### Excerpt to read
◇ ◇ ◇

In an article from WebMD, a study done in Sweden evidently demonstrates that the risk of coronary heart disease passed from mothers is greater than the risk from fathers. Here's an excerpt:
Sons had a 41% greater risk of developing heart disease if their dads had heart disease and a 55% greater risk if their moms did, the study shows. Daughters had a 17% increased risk of developing heart disease if their dads had a history of heart disease and a 43% increased risk if their moms did.For my sister, Ruth, and I, those numbers quantify what we've been hearing from our respective family physicians. Ruth is being treated for hypertension; I'm being treated for high cholesterol and hyperlipidemia, which is too much "fat" in the blood.
Children with two parents with heart disease had an 82% increased risk of developing it themselves, the study shows. What's more, children whose parents developed heart disease at an early age (before they turned 55) had a 300% greater risk of developing the disease.
Our mother had her first heart attack at the age of 52. (Ruth is 51 while I'm 53.) Mom died at the age of 63 from her second myocardial infarction. Her father, our Grandpa Rebsch, died at the age of 49 also from a heart attack. I never knew him.
Sometimes, in my more despairing moods (call me an Eeyore!), I have the sensation of tiptoeing through an age-related minefield of heart attacks and strokes waiting to go off. It's a scary sensation to say the least!
Thankfully -- this is focusing on the cup as HALF FULL -- Ruth and I are very close and provide lots of moral support and fervent health cheerleading for one another! We speak often of growing old together as sisters, sitting on a porch somewhere, overlooking a lake.

◇ ◇ ◇

### Data for review
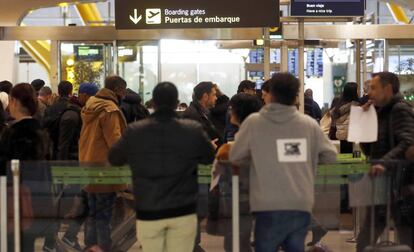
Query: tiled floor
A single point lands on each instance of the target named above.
(334, 241)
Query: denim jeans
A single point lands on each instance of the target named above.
(286, 229)
(98, 224)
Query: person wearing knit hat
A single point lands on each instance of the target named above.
(86, 90)
(4, 99)
(5, 86)
(38, 84)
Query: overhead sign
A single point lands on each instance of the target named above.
(127, 53)
(163, 14)
(323, 8)
(88, 53)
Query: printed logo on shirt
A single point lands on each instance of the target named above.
(292, 150)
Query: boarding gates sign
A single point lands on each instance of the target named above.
(324, 8)
(178, 14)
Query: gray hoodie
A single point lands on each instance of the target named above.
(284, 148)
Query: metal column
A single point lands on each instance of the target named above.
(115, 69)
(159, 62)
(301, 48)
(266, 37)
(54, 64)
(16, 201)
(3, 213)
(386, 55)
(284, 51)
(235, 209)
(358, 63)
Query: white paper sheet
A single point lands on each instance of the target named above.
(363, 125)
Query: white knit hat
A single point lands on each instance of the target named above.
(4, 99)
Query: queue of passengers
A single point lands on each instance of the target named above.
(278, 146)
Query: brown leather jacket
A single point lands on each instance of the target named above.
(103, 125)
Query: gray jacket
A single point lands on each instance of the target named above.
(284, 148)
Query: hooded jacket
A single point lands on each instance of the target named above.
(103, 125)
(395, 131)
(197, 113)
(284, 148)
(341, 118)
(132, 108)
(163, 152)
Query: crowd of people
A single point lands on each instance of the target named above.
(276, 148)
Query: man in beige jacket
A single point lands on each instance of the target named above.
(103, 125)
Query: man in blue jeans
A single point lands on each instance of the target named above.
(284, 148)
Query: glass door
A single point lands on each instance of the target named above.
(138, 64)
(86, 62)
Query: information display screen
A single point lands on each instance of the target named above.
(163, 14)
(343, 8)
(88, 53)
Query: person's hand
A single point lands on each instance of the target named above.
(367, 105)
(223, 152)
(376, 170)
(214, 143)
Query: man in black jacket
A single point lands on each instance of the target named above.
(395, 136)
(204, 98)
(164, 152)
(63, 122)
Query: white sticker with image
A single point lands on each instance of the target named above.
(292, 150)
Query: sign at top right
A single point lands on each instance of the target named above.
(324, 8)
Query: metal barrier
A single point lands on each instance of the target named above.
(73, 174)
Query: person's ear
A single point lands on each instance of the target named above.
(388, 89)
(205, 97)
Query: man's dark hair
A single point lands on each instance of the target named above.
(165, 96)
(246, 84)
(114, 82)
(350, 92)
(26, 94)
(387, 78)
(266, 86)
(38, 84)
(242, 105)
(202, 88)
(65, 88)
(45, 91)
(284, 87)
(5, 86)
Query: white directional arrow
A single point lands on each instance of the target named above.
(135, 18)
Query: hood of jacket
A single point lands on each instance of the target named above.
(278, 113)
(389, 106)
(132, 97)
(105, 100)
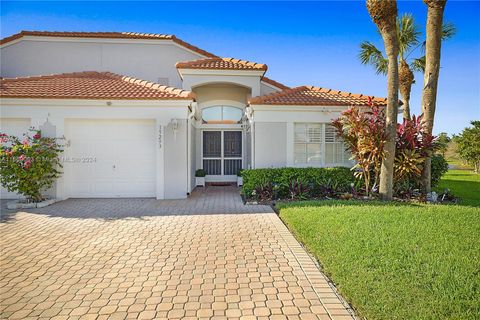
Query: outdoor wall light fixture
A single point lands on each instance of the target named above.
(175, 124)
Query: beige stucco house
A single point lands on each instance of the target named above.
(140, 113)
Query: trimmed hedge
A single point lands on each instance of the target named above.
(335, 179)
(439, 168)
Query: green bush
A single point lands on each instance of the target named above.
(439, 168)
(200, 173)
(319, 180)
(31, 165)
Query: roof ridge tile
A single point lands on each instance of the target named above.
(89, 88)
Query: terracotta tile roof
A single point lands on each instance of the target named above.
(109, 35)
(88, 85)
(308, 95)
(221, 63)
(275, 83)
(128, 35)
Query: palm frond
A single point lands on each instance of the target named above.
(408, 33)
(369, 54)
(448, 31)
(418, 65)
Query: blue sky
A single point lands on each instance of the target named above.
(312, 43)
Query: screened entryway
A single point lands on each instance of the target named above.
(222, 154)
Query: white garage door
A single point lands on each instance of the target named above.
(110, 158)
(15, 127)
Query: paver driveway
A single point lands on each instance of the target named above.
(208, 257)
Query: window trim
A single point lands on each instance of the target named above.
(323, 144)
(221, 120)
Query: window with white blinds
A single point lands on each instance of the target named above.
(335, 152)
(316, 144)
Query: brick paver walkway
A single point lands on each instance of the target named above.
(208, 257)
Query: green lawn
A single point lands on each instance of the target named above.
(399, 261)
(464, 184)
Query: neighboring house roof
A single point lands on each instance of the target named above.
(275, 83)
(89, 85)
(109, 35)
(308, 95)
(222, 64)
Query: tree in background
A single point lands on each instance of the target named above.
(408, 36)
(433, 45)
(442, 142)
(468, 145)
(384, 15)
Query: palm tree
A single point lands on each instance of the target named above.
(433, 44)
(384, 15)
(408, 36)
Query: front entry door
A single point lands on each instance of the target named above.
(222, 155)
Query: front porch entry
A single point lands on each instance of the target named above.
(222, 154)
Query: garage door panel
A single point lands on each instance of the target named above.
(124, 158)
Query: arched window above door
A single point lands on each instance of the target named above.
(222, 115)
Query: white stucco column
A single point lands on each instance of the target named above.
(53, 128)
(160, 125)
(290, 144)
(60, 186)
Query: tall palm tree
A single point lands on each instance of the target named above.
(433, 44)
(384, 15)
(408, 36)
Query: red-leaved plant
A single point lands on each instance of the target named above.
(413, 145)
(363, 132)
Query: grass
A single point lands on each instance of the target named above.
(463, 184)
(399, 261)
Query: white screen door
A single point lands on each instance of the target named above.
(222, 154)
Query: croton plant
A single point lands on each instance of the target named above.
(29, 165)
(363, 132)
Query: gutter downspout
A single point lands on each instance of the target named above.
(249, 114)
(190, 116)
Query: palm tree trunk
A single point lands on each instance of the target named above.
(432, 69)
(406, 79)
(386, 170)
(406, 106)
(384, 15)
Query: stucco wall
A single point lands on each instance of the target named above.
(270, 144)
(148, 61)
(221, 92)
(176, 167)
(171, 182)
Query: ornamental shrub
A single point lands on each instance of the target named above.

◇ ◇ ◇

### Directions
(a) From the post on heart disease risk from mothers, list every percentage figure given.
(b) Print the part of the post on heart disease risk from mothers that opens with the words containing "Sometimes, in my" and closes with "overlooking a lake.".
The rows have nothing to do with what is asked here.

### Answers
(a) 41%, 55%, 17%, 43%, 82%, 300%

(b)
Sometimes, in my more despairing moods (call me an Eeyore!), I have the sensation of tiptoeing through an age-related minefield of heart attacks and strokes waiting to go off. It's a scary sensation to say the least!
Thankfully -- this is focusing on the cup as HALF FULL -- Ruth and I are very close and provide lots of moral support and fervent health cheerleading for one another! We speak often of growing old together as sisters, sitting on a porch somewhere, overlooking a lake.